(SEZIONE DEL DOCUMENTO)
■ ■ ■ ■ ■ ■ ■

2. Le nuove regole per le sanzioni e la "definizione in via breve"

E' necessario ora comprendere la portata applicativa della nuova disposizione per ciò che riguarda la "definizione in via breve" (2) delle sanzioni eventualmente irrogate, e a proposito del ravvedimento operoso. A tal fine si deve indagare sulla natura della somma che l'ufficio recupera dal contribuente il quale ha indebitamente fruito, al momento dell'acquisto dell'immobile, dell' Iva agevolata al 4 per cento (3) . Si tratta di un aspetto essenziale in quanto, ove si attribuisse a tale somma la natura di imposta, le modalità di determinazione degli importi dovuti per la definizione della violazione commessa muterebbero notevolmente.

■ ■ ■ ■ ■ ■ ■

(MATERIALE FORNITO)
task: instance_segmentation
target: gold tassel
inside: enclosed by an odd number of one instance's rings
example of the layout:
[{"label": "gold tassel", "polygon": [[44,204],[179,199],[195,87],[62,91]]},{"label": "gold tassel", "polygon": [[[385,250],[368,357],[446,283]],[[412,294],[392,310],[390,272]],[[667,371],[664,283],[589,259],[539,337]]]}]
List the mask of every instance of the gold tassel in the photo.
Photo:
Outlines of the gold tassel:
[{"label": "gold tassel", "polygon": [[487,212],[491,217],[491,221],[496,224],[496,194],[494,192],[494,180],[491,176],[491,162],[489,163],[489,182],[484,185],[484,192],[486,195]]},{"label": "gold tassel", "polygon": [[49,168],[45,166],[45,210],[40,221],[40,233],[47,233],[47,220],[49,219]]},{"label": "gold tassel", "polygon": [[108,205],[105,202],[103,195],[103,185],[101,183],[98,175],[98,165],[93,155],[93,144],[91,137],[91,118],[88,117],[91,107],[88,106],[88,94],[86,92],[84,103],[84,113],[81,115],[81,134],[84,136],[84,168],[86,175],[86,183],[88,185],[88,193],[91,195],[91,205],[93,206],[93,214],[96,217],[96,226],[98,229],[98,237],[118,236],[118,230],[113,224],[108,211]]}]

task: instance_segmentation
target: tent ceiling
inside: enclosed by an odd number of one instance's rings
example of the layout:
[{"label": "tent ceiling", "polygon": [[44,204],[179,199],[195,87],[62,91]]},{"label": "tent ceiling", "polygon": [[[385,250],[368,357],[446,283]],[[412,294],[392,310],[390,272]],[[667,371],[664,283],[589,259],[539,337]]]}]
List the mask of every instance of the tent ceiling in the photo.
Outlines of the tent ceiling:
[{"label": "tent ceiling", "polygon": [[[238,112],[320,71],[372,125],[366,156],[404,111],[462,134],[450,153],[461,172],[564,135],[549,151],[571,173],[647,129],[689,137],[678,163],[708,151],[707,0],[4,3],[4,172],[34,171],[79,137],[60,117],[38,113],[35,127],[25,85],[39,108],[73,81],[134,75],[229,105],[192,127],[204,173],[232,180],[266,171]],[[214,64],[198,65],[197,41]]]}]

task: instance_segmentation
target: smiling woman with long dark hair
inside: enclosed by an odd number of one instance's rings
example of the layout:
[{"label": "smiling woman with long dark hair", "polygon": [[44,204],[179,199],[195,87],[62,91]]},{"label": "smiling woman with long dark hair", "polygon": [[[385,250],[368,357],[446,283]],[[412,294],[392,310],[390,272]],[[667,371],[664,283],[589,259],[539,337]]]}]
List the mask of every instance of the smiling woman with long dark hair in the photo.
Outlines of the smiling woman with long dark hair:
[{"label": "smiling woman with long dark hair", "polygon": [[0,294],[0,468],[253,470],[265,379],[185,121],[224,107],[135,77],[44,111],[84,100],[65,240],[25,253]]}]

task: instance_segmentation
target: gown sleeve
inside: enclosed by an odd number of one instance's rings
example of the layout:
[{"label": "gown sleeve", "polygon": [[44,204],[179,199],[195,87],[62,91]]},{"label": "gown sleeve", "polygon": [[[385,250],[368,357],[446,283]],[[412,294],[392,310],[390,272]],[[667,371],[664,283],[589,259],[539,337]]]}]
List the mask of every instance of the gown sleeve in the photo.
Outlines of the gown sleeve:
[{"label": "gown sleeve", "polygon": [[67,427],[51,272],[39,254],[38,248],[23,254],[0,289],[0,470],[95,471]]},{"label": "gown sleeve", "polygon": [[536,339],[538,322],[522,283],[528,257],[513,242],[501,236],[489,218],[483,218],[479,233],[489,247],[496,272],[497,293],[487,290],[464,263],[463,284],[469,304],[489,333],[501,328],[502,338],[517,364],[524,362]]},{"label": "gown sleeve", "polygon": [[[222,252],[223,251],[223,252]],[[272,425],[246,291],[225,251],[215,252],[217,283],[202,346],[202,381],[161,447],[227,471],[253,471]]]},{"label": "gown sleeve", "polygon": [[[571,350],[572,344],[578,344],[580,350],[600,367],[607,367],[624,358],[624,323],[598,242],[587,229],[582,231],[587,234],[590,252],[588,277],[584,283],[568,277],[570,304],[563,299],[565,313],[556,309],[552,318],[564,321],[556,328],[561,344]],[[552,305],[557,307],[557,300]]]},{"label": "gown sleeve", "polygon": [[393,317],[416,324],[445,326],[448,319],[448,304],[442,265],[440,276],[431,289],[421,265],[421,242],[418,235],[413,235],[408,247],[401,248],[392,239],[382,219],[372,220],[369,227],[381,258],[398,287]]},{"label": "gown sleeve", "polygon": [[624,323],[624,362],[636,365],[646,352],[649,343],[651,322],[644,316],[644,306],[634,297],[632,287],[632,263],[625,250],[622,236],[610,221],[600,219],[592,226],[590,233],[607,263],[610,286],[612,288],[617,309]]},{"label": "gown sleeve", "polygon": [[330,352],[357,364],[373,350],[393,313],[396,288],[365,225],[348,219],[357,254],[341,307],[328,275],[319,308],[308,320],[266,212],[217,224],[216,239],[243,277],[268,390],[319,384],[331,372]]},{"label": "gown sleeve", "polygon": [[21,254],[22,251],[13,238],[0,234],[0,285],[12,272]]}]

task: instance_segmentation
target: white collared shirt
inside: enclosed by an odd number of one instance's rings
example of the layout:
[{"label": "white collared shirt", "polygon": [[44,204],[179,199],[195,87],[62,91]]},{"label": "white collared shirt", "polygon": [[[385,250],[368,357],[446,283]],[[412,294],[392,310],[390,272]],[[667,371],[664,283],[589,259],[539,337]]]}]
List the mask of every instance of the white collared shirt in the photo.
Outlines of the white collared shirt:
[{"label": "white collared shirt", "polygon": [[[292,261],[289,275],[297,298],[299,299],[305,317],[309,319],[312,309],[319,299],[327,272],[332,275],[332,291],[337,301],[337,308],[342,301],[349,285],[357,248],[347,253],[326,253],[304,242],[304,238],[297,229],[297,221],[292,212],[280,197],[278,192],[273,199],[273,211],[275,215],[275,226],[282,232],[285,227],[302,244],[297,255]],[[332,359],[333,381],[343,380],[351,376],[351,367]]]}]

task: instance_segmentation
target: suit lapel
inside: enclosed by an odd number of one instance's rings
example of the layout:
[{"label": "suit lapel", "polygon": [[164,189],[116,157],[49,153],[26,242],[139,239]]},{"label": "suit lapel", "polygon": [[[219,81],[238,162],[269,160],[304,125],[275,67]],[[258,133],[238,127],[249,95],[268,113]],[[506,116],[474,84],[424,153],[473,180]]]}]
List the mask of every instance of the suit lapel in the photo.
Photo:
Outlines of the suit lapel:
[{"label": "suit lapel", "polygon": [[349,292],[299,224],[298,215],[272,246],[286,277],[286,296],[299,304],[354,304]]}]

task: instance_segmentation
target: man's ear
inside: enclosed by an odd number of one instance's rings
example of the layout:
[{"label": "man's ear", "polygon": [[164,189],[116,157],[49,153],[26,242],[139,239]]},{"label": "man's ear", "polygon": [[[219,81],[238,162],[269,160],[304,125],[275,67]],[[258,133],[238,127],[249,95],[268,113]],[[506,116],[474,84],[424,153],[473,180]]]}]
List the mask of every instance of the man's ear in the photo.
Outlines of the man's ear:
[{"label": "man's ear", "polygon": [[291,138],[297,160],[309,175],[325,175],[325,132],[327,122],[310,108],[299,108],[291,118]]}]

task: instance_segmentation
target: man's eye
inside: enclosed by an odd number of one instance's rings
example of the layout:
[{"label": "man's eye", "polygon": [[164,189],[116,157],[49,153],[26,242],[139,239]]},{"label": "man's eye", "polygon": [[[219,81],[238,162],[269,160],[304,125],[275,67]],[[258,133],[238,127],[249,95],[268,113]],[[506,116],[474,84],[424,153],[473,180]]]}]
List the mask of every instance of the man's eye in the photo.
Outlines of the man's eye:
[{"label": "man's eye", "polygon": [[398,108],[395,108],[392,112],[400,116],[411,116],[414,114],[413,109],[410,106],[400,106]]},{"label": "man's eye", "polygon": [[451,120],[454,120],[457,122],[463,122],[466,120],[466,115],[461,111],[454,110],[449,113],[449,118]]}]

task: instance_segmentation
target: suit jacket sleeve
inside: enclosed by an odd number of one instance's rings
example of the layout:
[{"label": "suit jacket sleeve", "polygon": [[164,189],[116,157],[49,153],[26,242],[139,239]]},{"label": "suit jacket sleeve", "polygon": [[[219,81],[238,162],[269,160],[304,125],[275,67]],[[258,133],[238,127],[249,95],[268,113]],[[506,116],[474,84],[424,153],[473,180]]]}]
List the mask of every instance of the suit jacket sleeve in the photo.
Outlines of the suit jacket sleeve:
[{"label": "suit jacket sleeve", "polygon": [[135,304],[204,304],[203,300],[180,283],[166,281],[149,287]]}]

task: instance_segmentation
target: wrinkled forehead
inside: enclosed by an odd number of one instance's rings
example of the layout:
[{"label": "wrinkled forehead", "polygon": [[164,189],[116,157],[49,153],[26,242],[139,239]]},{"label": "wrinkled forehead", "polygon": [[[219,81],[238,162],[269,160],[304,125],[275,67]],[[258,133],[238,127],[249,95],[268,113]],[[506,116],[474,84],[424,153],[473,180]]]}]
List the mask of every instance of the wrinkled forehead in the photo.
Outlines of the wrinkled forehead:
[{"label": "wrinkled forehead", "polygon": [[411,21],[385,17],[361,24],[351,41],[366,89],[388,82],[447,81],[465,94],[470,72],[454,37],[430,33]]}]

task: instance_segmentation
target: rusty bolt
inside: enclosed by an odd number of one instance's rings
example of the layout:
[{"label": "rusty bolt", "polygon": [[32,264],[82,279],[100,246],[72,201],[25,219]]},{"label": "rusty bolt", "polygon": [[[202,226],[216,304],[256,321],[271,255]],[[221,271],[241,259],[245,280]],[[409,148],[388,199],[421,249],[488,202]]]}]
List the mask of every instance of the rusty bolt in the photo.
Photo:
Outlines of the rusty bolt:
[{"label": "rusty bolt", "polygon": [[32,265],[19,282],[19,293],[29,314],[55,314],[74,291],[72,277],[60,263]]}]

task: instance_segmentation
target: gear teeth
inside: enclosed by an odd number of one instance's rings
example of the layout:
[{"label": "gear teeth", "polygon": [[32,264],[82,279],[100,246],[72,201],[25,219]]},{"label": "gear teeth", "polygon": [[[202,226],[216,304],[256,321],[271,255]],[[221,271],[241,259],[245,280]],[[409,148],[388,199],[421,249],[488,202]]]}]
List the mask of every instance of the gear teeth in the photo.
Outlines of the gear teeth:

■ ■ ■ ■ ■ ■ ■

(CONSEGNA) Elenca, nell'ordine in cui compaiono, tutti gli avverbi in -mente presenti nella sezione sulle sanzioni e sulla definizione in via breve. Il materiale non ha alcun ruolo in questo lavoro.

(ESERCIZIO SVOLTO) eventualmente, indebitamente, notevolmente